Pull out each line of the material below that contains the word "fence" and copy it unchanged. The match is case-sensitive.

- DATA ENTRIES:
** BEGIN **
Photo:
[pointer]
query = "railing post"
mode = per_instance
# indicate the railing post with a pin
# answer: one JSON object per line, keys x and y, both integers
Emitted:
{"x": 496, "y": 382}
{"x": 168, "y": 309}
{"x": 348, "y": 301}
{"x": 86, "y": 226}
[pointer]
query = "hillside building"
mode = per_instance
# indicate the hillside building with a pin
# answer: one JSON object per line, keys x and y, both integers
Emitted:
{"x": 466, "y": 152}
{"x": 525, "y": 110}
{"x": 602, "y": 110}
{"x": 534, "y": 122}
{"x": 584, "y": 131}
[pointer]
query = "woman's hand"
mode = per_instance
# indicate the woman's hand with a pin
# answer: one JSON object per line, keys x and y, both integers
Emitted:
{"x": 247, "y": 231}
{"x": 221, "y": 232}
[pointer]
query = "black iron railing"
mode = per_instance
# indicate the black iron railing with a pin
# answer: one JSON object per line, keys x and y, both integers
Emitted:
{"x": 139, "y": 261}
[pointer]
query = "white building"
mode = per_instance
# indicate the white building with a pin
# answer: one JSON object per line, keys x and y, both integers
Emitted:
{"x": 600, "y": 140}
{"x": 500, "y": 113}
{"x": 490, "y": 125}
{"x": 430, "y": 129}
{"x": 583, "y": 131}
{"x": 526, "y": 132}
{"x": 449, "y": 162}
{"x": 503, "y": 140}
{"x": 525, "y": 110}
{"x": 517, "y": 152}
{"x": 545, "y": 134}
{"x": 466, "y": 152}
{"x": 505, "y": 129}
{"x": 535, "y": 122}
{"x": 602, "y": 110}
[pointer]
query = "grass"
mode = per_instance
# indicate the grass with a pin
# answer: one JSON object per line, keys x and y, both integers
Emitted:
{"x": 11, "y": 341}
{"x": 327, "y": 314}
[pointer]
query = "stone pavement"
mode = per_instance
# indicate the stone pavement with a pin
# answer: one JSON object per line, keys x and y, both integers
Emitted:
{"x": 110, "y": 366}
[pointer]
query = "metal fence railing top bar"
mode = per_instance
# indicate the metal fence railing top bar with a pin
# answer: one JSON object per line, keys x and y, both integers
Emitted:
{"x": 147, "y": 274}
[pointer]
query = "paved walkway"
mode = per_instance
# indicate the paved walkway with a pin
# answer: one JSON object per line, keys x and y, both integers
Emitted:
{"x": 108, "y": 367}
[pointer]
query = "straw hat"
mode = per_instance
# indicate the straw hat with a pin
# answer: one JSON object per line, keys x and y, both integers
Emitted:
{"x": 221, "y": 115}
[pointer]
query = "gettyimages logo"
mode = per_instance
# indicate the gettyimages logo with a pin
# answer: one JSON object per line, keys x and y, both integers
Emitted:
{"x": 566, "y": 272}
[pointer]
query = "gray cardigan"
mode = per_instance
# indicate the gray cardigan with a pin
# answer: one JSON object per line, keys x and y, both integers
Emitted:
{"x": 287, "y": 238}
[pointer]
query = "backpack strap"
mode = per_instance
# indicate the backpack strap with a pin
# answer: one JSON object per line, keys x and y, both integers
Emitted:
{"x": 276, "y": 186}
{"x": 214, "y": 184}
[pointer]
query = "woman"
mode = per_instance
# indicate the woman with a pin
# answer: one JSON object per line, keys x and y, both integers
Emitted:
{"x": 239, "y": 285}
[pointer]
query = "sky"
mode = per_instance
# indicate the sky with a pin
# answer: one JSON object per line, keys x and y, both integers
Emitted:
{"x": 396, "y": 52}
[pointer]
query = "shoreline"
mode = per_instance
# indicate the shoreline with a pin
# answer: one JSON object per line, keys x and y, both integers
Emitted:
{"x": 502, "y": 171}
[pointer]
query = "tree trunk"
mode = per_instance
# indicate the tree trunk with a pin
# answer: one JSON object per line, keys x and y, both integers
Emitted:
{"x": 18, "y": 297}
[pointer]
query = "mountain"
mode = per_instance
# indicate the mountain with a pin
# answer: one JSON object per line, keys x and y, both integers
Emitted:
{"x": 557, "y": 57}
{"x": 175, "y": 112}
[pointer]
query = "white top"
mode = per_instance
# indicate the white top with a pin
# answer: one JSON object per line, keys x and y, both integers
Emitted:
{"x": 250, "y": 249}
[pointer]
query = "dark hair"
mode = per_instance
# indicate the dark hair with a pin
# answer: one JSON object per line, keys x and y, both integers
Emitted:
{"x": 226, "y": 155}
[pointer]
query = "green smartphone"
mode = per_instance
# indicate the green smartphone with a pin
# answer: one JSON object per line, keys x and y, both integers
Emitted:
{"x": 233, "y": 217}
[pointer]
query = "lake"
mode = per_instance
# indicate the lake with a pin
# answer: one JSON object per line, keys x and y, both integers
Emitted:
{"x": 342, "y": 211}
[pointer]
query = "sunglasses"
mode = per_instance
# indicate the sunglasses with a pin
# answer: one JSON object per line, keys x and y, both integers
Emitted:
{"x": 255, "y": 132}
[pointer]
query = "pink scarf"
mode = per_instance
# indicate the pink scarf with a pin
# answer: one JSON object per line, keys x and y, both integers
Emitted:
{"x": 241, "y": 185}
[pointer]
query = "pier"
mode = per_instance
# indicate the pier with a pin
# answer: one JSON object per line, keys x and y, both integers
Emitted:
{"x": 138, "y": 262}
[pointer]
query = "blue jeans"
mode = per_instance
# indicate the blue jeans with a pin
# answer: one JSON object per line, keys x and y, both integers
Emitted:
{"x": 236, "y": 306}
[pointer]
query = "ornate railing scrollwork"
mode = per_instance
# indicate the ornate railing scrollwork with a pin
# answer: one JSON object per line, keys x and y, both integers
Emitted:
** END **
- WRITTEN REPLY:
query = "metal fence railing top bar"
# indicate the metal fence railing top bar with a pin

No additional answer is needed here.